● **Goal of the exercise**
Each line of the data below from the one holding "Put a marker on each instance of the smiling" to the one holding "Put a marker on each instance of the woman with", inclusive, is to be reproduced exactly; no other line belongs in the answer.

..........

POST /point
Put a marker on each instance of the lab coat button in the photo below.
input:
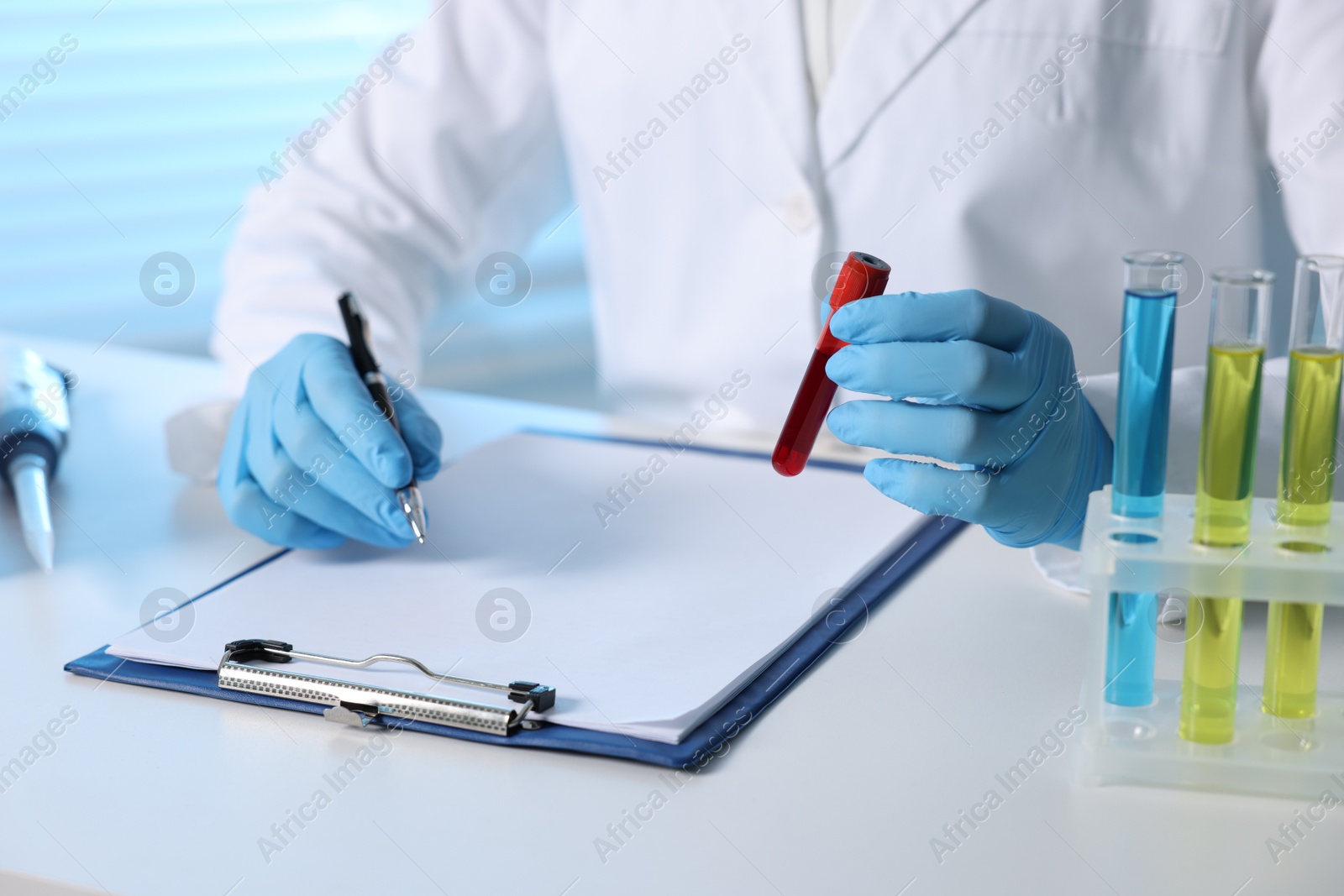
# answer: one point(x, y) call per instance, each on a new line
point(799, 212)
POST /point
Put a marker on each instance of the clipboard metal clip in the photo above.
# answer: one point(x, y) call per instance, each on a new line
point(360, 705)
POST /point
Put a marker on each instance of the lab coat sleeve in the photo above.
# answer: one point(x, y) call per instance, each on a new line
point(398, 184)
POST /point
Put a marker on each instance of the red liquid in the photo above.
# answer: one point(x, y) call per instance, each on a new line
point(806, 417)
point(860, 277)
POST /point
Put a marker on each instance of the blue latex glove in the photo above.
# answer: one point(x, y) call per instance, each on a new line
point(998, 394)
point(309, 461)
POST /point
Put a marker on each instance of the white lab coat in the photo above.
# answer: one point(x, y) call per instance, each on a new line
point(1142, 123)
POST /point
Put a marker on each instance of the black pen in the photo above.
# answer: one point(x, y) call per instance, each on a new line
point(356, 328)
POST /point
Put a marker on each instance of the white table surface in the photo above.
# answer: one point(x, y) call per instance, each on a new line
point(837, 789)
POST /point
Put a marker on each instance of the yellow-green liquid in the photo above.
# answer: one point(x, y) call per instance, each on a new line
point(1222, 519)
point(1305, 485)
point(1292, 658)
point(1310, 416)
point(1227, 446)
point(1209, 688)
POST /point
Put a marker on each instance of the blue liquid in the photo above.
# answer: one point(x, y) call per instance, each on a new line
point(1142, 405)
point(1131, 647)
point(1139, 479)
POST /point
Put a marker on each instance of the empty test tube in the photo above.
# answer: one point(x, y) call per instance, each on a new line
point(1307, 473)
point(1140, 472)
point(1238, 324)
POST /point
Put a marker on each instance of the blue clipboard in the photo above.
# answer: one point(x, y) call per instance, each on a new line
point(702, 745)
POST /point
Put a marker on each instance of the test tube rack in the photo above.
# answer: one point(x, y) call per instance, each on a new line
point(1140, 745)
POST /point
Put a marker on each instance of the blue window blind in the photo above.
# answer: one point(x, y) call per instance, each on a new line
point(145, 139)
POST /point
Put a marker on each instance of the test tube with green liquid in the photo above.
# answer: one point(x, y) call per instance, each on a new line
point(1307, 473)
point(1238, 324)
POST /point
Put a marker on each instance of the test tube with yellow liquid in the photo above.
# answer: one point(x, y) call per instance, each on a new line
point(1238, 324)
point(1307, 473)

..........

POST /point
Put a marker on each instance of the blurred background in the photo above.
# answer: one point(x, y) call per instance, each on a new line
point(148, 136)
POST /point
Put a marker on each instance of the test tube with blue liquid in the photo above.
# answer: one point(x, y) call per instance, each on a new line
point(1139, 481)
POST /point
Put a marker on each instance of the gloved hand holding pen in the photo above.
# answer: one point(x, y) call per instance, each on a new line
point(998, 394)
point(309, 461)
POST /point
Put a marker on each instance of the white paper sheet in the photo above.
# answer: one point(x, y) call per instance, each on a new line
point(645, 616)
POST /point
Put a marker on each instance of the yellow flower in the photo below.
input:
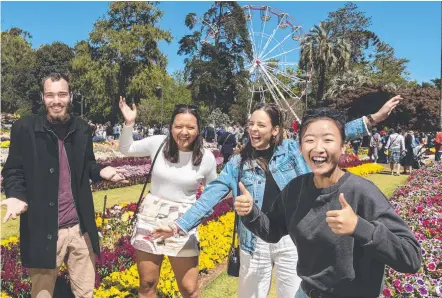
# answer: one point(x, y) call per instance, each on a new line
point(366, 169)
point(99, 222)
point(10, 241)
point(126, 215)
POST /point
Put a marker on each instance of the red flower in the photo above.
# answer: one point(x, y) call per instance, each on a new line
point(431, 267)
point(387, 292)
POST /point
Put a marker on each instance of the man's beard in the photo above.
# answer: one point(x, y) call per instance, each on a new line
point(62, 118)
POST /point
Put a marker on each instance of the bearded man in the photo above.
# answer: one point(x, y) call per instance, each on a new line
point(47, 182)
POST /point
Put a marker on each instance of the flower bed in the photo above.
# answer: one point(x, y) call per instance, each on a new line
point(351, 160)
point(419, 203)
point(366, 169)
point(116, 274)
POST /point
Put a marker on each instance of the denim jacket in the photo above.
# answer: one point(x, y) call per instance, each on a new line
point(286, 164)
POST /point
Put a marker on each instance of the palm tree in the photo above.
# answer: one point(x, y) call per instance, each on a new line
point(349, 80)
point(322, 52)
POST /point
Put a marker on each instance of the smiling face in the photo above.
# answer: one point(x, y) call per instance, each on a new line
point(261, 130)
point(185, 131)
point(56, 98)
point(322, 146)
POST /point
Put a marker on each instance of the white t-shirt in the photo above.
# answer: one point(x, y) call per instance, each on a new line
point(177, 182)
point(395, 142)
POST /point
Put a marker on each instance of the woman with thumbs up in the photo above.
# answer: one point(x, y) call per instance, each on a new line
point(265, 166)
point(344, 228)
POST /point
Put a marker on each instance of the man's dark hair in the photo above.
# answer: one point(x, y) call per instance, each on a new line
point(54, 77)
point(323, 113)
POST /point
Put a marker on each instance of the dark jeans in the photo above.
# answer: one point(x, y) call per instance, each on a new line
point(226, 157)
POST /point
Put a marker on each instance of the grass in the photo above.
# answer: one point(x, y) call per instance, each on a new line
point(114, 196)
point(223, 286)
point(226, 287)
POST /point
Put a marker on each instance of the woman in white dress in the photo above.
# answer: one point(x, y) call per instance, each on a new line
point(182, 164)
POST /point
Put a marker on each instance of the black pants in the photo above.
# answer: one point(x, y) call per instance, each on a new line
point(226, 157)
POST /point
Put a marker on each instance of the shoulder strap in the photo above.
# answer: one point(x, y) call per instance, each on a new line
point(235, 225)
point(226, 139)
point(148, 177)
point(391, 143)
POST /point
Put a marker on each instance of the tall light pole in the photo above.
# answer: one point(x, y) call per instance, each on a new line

..........

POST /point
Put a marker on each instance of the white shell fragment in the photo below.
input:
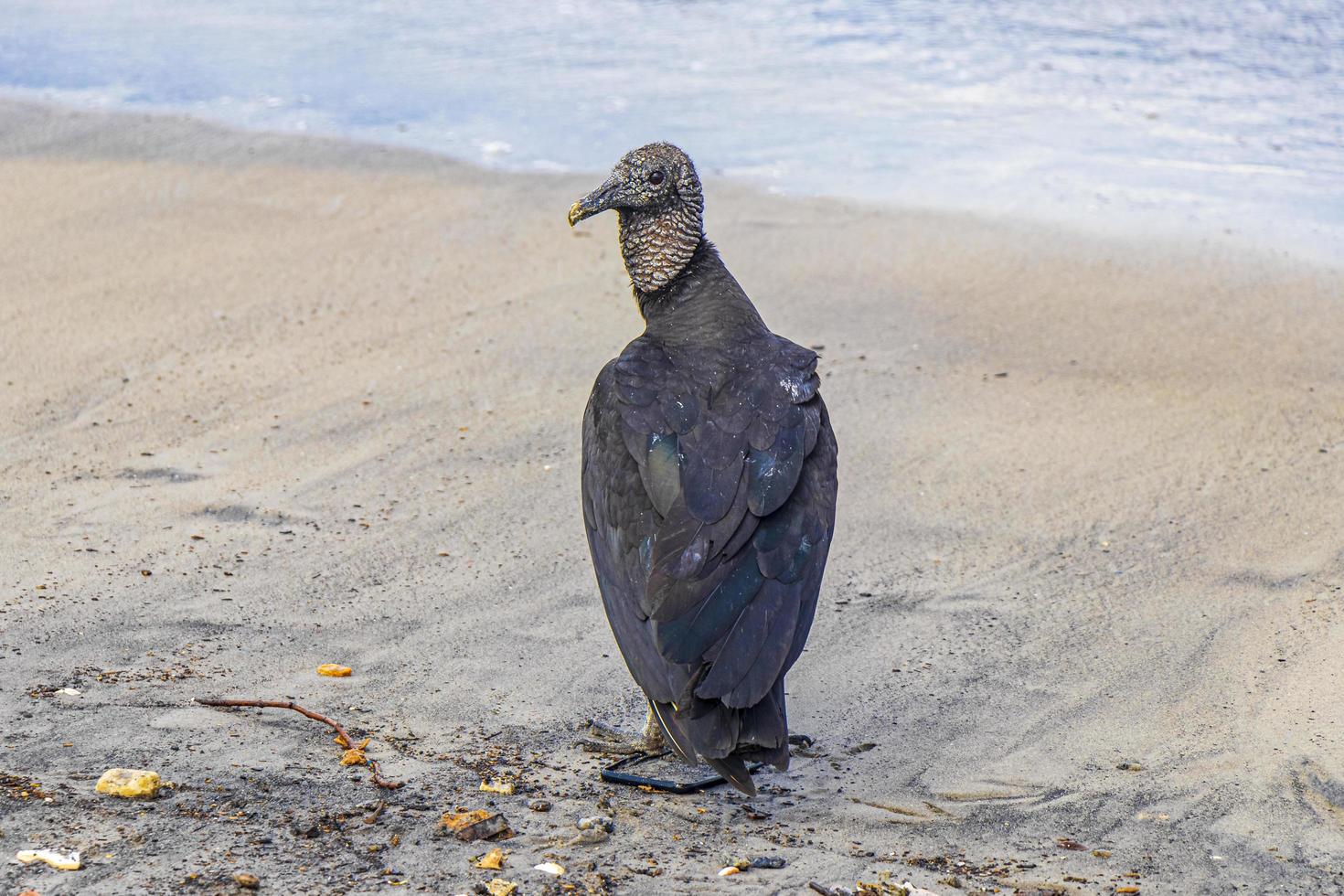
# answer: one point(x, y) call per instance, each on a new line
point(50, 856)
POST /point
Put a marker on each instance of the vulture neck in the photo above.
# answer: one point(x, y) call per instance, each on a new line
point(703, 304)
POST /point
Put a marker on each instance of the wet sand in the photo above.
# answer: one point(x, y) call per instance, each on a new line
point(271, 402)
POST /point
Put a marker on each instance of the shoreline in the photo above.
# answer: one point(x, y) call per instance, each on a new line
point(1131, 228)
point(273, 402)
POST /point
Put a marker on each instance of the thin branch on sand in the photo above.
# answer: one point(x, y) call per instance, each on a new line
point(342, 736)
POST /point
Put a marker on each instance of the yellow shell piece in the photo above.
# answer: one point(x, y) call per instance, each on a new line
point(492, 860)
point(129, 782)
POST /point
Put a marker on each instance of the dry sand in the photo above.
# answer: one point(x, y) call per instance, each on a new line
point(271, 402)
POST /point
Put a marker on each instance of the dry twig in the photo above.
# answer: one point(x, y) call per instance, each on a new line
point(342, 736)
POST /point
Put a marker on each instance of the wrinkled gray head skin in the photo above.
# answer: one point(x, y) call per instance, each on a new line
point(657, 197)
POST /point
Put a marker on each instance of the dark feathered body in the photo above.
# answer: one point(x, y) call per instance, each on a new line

..........

● **Reply**
Put a marker on each instance of the smiling face in the photo above.
# answer: one point(x, y) call per instance, each on a new line
point(261, 130)
point(185, 131)
point(56, 98)
point(322, 146)
POST /point
Put a marker on each instance of the white t-shirt in the photo above.
# answer: one point(x, y) call per instance, each on a new line
point(177, 182)
point(395, 142)
POST /point
Put a marker on each instance of the woman with thumbs up in the photo above.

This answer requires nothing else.